■ To do
Look below for the line containing "Target: overcast sky" and the line containing "x=571, y=120", then set down both and every line between them exactly, without pictures.

───── Material provided

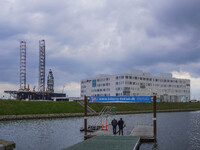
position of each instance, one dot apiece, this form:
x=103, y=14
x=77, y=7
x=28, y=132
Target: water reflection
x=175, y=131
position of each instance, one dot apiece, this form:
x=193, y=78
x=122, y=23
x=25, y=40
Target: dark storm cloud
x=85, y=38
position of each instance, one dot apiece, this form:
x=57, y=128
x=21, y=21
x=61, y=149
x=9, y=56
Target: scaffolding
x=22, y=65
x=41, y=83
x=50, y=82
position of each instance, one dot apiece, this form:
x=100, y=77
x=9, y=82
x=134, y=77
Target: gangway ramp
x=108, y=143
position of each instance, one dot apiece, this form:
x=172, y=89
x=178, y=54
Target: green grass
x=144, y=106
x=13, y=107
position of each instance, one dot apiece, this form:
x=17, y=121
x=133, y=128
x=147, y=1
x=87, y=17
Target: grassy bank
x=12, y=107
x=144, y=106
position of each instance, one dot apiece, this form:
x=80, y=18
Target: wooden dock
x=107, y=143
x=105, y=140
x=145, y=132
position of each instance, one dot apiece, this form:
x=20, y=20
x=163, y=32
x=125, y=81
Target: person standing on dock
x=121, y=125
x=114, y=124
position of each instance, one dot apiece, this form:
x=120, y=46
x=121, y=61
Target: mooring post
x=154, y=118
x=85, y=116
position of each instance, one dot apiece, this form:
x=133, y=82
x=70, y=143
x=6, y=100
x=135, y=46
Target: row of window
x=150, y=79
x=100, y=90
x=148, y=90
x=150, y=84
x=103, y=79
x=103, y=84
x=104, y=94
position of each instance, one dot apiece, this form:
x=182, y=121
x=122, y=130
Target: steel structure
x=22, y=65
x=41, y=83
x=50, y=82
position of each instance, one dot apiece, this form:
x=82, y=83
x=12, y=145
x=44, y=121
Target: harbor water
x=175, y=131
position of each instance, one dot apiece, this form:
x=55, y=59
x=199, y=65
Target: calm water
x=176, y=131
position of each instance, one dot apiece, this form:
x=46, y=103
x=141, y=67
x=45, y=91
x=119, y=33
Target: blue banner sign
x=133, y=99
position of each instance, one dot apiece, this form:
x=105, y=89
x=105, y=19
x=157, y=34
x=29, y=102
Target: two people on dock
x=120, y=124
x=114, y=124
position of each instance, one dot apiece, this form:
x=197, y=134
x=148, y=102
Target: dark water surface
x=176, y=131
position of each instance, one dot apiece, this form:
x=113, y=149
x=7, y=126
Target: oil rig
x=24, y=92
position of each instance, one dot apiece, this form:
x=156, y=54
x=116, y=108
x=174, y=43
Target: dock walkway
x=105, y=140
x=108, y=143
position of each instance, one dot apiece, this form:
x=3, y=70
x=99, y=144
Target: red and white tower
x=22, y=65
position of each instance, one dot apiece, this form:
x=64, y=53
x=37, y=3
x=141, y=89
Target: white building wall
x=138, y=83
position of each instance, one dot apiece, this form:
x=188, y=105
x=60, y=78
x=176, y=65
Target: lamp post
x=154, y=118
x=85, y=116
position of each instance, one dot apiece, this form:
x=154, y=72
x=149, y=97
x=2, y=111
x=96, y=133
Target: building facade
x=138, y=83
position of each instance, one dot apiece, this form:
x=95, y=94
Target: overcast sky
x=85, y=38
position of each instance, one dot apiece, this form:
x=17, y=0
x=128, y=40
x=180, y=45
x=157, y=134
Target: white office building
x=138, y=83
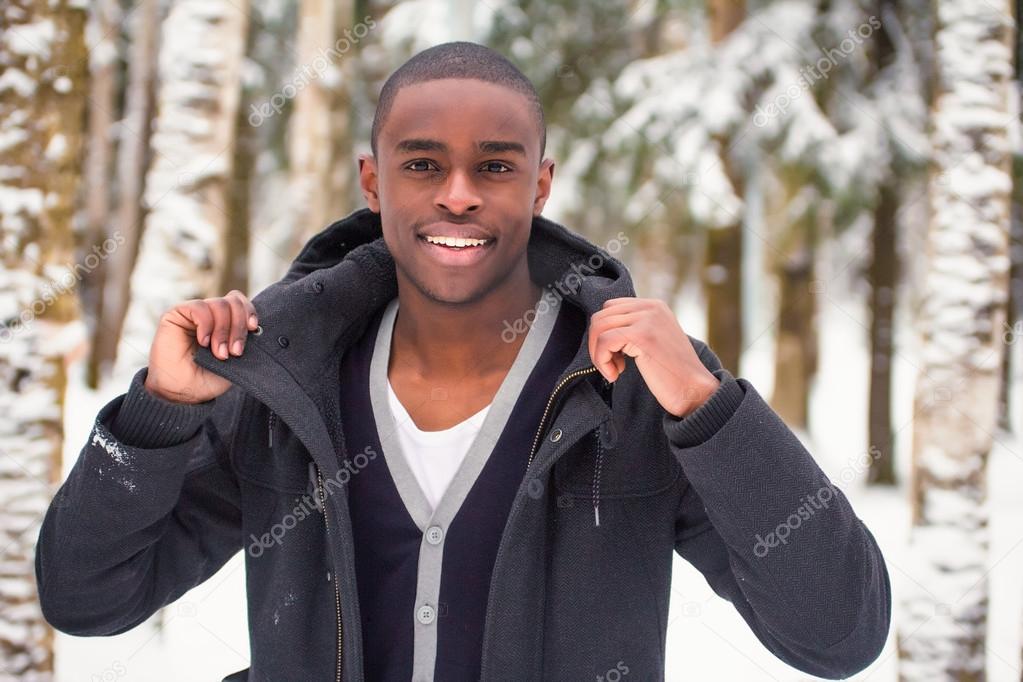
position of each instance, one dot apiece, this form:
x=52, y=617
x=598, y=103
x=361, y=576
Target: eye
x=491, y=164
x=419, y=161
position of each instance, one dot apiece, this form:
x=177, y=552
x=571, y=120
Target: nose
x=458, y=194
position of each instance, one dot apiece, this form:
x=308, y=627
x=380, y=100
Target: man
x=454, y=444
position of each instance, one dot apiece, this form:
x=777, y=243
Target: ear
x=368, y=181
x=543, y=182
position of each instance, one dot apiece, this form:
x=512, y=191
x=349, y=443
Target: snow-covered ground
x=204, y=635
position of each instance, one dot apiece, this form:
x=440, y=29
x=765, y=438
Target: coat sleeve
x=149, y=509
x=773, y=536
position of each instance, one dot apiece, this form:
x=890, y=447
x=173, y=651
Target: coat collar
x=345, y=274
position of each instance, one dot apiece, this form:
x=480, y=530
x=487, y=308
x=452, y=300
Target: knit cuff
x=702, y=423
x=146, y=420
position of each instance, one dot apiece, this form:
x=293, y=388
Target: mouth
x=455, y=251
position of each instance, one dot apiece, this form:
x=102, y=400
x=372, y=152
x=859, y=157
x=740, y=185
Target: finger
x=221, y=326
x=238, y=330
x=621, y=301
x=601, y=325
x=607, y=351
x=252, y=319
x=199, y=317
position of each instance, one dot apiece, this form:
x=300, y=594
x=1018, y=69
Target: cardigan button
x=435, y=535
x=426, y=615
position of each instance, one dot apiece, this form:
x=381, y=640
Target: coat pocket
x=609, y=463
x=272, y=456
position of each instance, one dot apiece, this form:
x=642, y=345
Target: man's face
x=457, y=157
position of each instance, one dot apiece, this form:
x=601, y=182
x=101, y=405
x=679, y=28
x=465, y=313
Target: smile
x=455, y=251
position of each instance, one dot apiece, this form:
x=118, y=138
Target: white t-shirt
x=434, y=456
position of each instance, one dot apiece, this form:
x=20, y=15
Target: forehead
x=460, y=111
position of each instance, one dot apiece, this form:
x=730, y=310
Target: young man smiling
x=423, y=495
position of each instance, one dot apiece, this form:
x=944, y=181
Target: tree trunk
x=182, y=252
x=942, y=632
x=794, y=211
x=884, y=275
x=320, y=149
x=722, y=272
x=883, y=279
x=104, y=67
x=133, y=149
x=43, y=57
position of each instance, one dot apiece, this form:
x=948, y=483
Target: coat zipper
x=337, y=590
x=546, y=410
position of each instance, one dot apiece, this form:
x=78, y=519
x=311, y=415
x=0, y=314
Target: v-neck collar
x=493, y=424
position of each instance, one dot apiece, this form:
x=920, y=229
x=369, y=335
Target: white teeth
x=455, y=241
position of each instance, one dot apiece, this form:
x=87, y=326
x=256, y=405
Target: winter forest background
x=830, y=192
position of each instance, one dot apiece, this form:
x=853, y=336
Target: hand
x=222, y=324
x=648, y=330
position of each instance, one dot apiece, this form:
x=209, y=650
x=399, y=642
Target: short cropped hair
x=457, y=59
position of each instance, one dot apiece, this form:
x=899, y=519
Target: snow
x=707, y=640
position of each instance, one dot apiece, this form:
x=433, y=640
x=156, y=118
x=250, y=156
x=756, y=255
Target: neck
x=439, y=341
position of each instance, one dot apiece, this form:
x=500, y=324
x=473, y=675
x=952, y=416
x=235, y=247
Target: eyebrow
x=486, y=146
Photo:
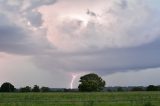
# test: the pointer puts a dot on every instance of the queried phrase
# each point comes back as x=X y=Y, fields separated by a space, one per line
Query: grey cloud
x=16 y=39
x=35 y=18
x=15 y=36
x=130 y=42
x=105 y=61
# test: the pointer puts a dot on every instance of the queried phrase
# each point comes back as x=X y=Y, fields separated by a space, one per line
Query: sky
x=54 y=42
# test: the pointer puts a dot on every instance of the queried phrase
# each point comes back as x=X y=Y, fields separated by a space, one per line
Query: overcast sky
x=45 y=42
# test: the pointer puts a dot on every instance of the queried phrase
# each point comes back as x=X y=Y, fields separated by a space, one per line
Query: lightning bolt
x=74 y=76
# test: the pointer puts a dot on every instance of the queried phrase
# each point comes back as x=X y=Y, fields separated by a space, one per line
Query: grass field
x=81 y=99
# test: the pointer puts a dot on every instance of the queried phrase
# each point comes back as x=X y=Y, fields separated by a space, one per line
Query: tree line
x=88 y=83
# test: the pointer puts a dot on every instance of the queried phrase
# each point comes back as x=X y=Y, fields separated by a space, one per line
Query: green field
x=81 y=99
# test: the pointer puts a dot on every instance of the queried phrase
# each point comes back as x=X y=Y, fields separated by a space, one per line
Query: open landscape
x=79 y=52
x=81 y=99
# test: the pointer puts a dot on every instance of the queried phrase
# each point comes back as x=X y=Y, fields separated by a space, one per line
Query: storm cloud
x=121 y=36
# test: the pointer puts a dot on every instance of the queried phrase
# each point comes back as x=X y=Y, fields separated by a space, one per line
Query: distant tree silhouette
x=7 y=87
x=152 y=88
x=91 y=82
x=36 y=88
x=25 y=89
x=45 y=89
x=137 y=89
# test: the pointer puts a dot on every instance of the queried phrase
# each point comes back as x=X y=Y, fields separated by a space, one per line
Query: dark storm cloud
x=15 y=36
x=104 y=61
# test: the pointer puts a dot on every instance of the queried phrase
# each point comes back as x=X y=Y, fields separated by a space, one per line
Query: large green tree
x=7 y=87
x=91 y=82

──────────

■ Output of the task
Target: overcast sky
x=85, y=38
position of each instance, one dot apiece, this form:
x=17, y=0
x=128, y=40
x=180, y=45
x=157, y=134
Target: white office building
x=138, y=83
position of each instance, one dot apiece, this form:
x=52, y=617
x=598, y=103
x=361, y=576
Target: eye
x=491, y=164
x=419, y=161
position of each instance, one dot apiece, this form:
x=177, y=552
x=571, y=120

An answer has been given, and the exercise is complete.